» Data for this task:
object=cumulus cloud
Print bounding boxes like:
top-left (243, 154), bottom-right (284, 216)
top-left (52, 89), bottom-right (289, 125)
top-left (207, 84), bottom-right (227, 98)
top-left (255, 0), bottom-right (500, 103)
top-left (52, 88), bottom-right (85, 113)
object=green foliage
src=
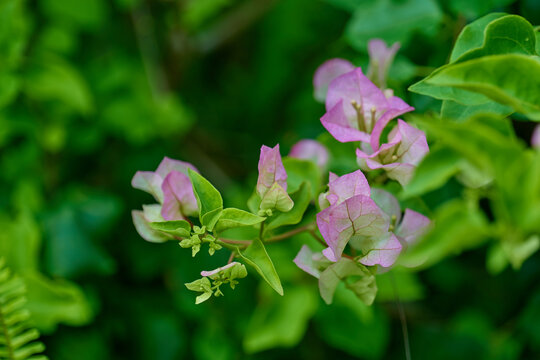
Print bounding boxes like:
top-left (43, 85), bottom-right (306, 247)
top-left (264, 182), bottom-right (311, 231)
top-left (243, 286), bottom-right (319, 354)
top-left (214, 208), bottom-right (266, 233)
top-left (345, 0), bottom-right (442, 50)
top-left (0, 258), bottom-right (47, 360)
top-left (188, 169), bottom-right (223, 230)
top-left (238, 238), bottom-right (283, 296)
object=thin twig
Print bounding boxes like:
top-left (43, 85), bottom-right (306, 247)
top-left (389, 272), bottom-right (411, 360)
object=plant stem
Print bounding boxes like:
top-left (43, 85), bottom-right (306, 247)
top-left (389, 272), bottom-right (411, 360)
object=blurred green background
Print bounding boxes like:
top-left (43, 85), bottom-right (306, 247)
top-left (0, 0), bottom-right (540, 360)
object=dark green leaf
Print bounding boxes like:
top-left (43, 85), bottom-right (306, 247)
top-left (264, 182), bottom-right (311, 230)
top-left (238, 239), bottom-right (283, 295)
top-left (188, 169), bottom-right (223, 230)
top-left (214, 208), bottom-right (266, 233)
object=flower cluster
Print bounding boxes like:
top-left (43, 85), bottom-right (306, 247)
top-left (294, 40), bottom-right (430, 303)
top-left (132, 40), bottom-right (430, 304)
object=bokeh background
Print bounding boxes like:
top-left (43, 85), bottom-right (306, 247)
top-left (0, 0), bottom-right (540, 360)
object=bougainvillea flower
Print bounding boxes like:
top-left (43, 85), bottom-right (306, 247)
top-left (313, 59), bottom-right (354, 102)
top-left (131, 204), bottom-right (174, 243)
top-left (289, 139), bottom-right (329, 170)
top-left (294, 245), bottom-right (377, 305)
top-left (131, 157), bottom-right (198, 220)
top-left (531, 125), bottom-right (540, 148)
top-left (351, 189), bottom-right (430, 267)
top-left (256, 144), bottom-right (294, 212)
top-left (371, 189), bottom-right (431, 246)
top-left (257, 144), bottom-right (287, 198)
top-left (317, 170), bottom-right (389, 261)
top-left (293, 245), bottom-right (332, 279)
top-left (368, 39), bottom-right (401, 89)
top-left (319, 170), bottom-right (371, 209)
top-left (321, 68), bottom-right (414, 142)
top-left (356, 120), bottom-right (429, 185)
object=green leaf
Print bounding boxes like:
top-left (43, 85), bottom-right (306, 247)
top-left (238, 239), bottom-right (283, 295)
top-left (283, 157), bottom-right (322, 198)
top-left (259, 182), bottom-right (294, 212)
top-left (345, 0), bottom-right (442, 51)
top-left (214, 208), bottom-right (266, 233)
top-left (410, 54), bottom-right (540, 121)
top-left (264, 182), bottom-right (311, 231)
top-left (450, 13), bottom-right (536, 63)
top-left (244, 286), bottom-right (318, 354)
top-left (319, 258), bottom-right (377, 305)
top-left (315, 286), bottom-right (390, 359)
top-left (398, 199), bottom-right (490, 268)
top-left (403, 146), bottom-right (461, 197)
top-left (150, 220), bottom-right (191, 238)
top-left (441, 100), bottom-right (514, 122)
top-left (188, 169), bottom-right (223, 230)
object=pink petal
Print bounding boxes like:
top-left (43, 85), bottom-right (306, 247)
top-left (370, 96), bottom-right (414, 151)
top-left (359, 233), bottom-right (402, 267)
top-left (156, 156), bottom-right (199, 179)
top-left (371, 188), bottom-right (401, 224)
top-left (321, 100), bottom-right (370, 142)
top-left (326, 68), bottom-right (388, 123)
top-left (395, 209), bottom-right (431, 245)
top-left (131, 171), bottom-right (163, 203)
top-left (289, 139), bottom-right (329, 169)
top-left (317, 195), bottom-right (389, 259)
top-left (531, 125), bottom-right (540, 148)
top-left (313, 59), bottom-right (354, 102)
top-left (327, 170), bottom-right (371, 205)
top-left (368, 39), bottom-right (401, 87)
top-left (161, 170), bottom-right (199, 221)
top-left (257, 144), bottom-right (287, 198)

» Written exercise:
Copy every item above word for word, leaving out the pictures.

» Reply:
object=cumulus cloud
Print bounding boxes like:
top-left (243, 154), bottom-right (284, 216)
top-left (52, 89), bottom-right (289, 125)
top-left (207, 84), bottom-right (227, 98)
top-left (255, 0), bottom-right (500, 103)
top-left (52, 88), bottom-right (85, 113)
object=green foliage
src=
Print bounding boxes like:
top-left (43, 85), bottom-right (306, 247)
top-left (264, 182), bottom-right (311, 231)
top-left (243, 286), bottom-right (319, 354)
top-left (214, 208), bottom-right (266, 233)
top-left (345, 0), bottom-right (442, 50)
top-left (0, 258), bottom-right (47, 360)
top-left (188, 169), bottom-right (223, 230)
top-left (238, 238), bottom-right (283, 296)
object=thin twig
Print bounding boxes like:
top-left (43, 85), bottom-right (306, 247)
top-left (389, 272), bottom-right (411, 360)
object=plant stem
Print bounding boxes like:
top-left (43, 85), bottom-right (306, 247)
top-left (389, 272), bottom-right (411, 360)
object=blurred green background
Print bounding boxes like:
top-left (43, 85), bottom-right (306, 247)
top-left (0, 0), bottom-right (540, 360)
object=dark green leaf
Print bounding boxes like:
top-left (43, 85), bottom-right (306, 247)
top-left (264, 182), bottom-right (311, 230)
top-left (238, 239), bottom-right (283, 295)
top-left (188, 169), bottom-right (223, 230)
top-left (214, 208), bottom-right (266, 233)
object=flower cluster
Print bounding boxes like:
top-left (43, 85), bottom-right (306, 247)
top-left (294, 40), bottom-right (430, 303)
top-left (132, 40), bottom-right (430, 304)
object=bokeh background
Print bounding boxes like:
top-left (43, 85), bottom-right (306, 247)
top-left (0, 0), bottom-right (540, 360)
object=bougainvillea flower
Print bounding boxes like:
top-left (43, 85), bottom-right (306, 247)
top-left (313, 59), bottom-right (354, 102)
top-left (131, 204), bottom-right (174, 243)
top-left (289, 139), bottom-right (329, 170)
top-left (294, 245), bottom-right (377, 305)
top-left (131, 157), bottom-right (198, 220)
top-left (531, 125), bottom-right (540, 148)
top-left (351, 189), bottom-right (430, 267)
top-left (256, 144), bottom-right (294, 212)
top-left (371, 189), bottom-right (431, 246)
top-left (257, 144), bottom-right (287, 198)
top-left (317, 170), bottom-right (389, 261)
top-left (293, 245), bottom-right (332, 279)
top-left (368, 39), bottom-right (401, 89)
top-left (319, 170), bottom-right (371, 209)
top-left (321, 68), bottom-right (414, 142)
top-left (356, 120), bottom-right (429, 185)
object=green leaf
Print bounding boxes like:
top-left (43, 85), bottom-right (306, 247)
top-left (238, 239), bottom-right (283, 295)
top-left (283, 157), bottom-right (322, 198)
top-left (259, 182), bottom-right (294, 212)
top-left (345, 0), bottom-right (442, 51)
top-left (214, 208), bottom-right (266, 233)
top-left (410, 54), bottom-right (540, 121)
top-left (264, 182), bottom-right (311, 231)
top-left (450, 13), bottom-right (536, 63)
top-left (244, 286), bottom-right (318, 354)
top-left (319, 258), bottom-right (377, 305)
top-left (315, 286), bottom-right (390, 359)
top-left (398, 199), bottom-right (490, 268)
top-left (403, 146), bottom-right (461, 197)
top-left (150, 220), bottom-right (191, 238)
top-left (441, 100), bottom-right (514, 122)
top-left (188, 169), bottom-right (223, 230)
object=pink petal
Print bounding boxes like:
top-left (43, 85), bottom-right (306, 247)
top-left (370, 96), bottom-right (414, 151)
top-left (359, 233), bottom-right (402, 267)
top-left (156, 156), bottom-right (199, 179)
top-left (371, 188), bottom-right (401, 224)
top-left (321, 100), bottom-right (370, 142)
top-left (326, 68), bottom-right (388, 123)
top-left (395, 209), bottom-right (431, 245)
top-left (131, 171), bottom-right (163, 203)
top-left (289, 139), bottom-right (329, 169)
top-left (317, 195), bottom-right (389, 259)
top-left (531, 125), bottom-right (540, 148)
top-left (313, 59), bottom-right (354, 102)
top-left (327, 170), bottom-right (371, 205)
top-left (368, 39), bottom-right (401, 87)
top-left (161, 170), bottom-right (199, 221)
top-left (257, 144), bottom-right (287, 198)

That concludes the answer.